**EXERCISE INSTRUCTIONS**
Below are some records. Print exactly the lines between the one holding "man's neck?" and the one holding "curly black hair?", inclusive, and nothing else.

**** INPUT DATA

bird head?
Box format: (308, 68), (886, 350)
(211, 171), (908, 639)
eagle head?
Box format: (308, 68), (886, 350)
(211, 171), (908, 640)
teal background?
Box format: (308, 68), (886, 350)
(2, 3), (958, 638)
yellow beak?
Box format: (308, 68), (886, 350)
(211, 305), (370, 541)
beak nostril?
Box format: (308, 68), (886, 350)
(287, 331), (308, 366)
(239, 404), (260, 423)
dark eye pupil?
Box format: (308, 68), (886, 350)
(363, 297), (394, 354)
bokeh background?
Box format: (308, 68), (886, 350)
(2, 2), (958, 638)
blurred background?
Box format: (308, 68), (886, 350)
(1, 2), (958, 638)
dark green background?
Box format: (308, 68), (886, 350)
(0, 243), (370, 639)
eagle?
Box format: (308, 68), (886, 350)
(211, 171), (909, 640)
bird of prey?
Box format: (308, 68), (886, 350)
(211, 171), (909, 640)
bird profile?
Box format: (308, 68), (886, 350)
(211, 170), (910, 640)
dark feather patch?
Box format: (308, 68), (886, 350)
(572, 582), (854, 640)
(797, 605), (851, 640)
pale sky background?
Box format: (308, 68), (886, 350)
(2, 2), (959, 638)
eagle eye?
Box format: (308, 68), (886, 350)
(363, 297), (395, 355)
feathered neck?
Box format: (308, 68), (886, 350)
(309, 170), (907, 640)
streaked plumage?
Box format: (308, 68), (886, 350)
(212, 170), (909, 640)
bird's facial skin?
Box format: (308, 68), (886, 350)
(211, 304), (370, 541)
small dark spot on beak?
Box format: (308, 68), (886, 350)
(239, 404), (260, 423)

********
**** INPUT DATA

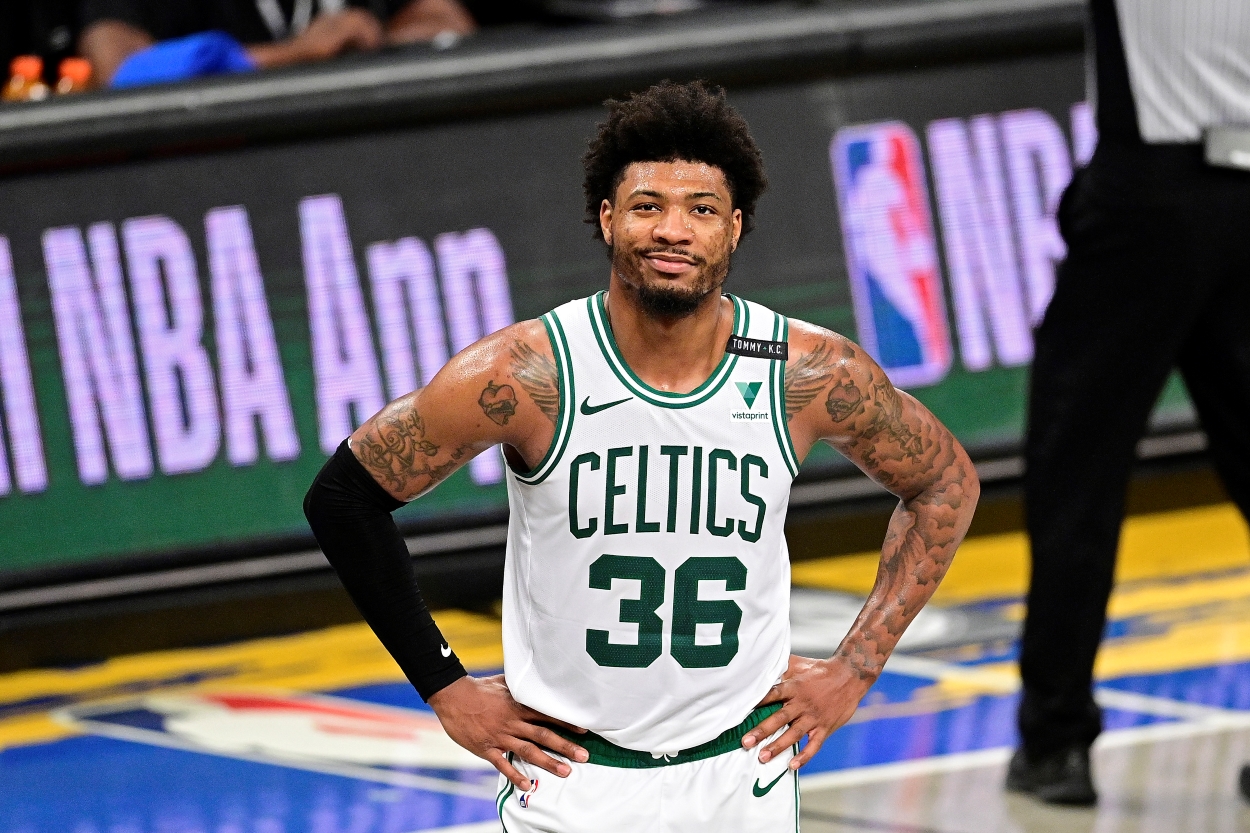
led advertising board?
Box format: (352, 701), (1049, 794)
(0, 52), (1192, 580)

********
**** INPUT DATA

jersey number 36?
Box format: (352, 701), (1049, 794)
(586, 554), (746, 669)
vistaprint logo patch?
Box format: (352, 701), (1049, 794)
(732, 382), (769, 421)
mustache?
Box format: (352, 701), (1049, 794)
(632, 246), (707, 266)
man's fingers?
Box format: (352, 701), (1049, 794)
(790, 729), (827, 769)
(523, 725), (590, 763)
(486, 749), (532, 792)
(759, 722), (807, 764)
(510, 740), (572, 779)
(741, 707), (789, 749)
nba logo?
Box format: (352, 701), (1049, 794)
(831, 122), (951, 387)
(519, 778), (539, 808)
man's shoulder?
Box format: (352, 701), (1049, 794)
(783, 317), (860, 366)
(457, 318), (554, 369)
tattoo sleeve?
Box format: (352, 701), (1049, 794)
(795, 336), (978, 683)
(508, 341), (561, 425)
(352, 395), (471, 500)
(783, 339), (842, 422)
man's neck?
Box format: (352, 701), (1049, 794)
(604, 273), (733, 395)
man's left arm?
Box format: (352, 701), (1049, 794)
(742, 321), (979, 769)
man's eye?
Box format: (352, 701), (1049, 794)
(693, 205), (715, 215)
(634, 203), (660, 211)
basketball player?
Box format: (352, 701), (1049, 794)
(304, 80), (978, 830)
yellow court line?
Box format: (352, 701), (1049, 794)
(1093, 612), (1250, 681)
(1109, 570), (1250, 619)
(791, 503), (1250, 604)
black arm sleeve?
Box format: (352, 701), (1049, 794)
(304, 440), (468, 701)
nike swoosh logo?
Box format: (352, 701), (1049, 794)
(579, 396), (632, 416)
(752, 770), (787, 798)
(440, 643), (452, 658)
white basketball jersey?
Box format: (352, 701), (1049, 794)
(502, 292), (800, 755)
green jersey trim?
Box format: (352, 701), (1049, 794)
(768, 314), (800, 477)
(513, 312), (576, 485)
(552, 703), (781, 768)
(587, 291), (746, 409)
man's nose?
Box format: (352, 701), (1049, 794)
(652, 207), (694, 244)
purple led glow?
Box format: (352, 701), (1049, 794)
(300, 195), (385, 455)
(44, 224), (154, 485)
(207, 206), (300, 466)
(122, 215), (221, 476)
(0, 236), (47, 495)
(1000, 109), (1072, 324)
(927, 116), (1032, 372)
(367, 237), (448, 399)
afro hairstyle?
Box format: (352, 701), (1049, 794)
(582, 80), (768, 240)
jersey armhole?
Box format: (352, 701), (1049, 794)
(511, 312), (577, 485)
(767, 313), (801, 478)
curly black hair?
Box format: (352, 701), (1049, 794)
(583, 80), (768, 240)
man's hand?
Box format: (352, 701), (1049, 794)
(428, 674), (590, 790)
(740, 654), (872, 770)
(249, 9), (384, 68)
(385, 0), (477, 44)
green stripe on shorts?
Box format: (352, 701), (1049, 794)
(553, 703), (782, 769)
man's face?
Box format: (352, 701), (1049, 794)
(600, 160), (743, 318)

********

**ANSWER SECTION**
man's neck?
Box format: (352, 701), (1049, 794)
(604, 273), (733, 395)
man's left arm?
Box format: (352, 701), (1049, 794)
(742, 321), (979, 769)
man's eye?
Box format: (352, 701), (1049, 794)
(693, 205), (715, 215)
(634, 203), (660, 211)
basketball player?
Box format: (352, 701), (1049, 794)
(304, 80), (978, 830)
yellow court line?
Box format: (352, 701), (1049, 794)
(1093, 612), (1250, 681)
(1109, 570), (1250, 619)
(791, 503), (1250, 604)
black arm sleeve?
Box format: (352, 701), (1049, 794)
(304, 440), (468, 701)
nike swoosh logo?
Box format: (352, 701), (1049, 794)
(579, 396), (632, 416)
(752, 770), (787, 798)
(440, 643), (452, 658)
white basketball jersey?
Box format: (352, 701), (1049, 794)
(502, 292), (800, 755)
green jersey trim?
Box format: (352, 701), (1049, 794)
(768, 314), (800, 477)
(513, 312), (576, 485)
(552, 703), (781, 768)
(587, 291), (746, 409)
man's nose?
Box format: (352, 701), (1049, 794)
(652, 207), (694, 244)
purple led glow?
Box format: (352, 701), (1049, 794)
(300, 195), (385, 455)
(44, 224), (154, 485)
(207, 206), (300, 466)
(122, 215), (221, 476)
(0, 236), (47, 495)
(1000, 109), (1072, 324)
(927, 116), (1032, 372)
(367, 237), (448, 399)
afro hairstyle?
Box format: (352, 701), (1049, 794)
(582, 80), (768, 240)
jersey armhole?
Box format: (352, 701), (1049, 794)
(511, 312), (577, 485)
(767, 313), (801, 478)
curly black hair?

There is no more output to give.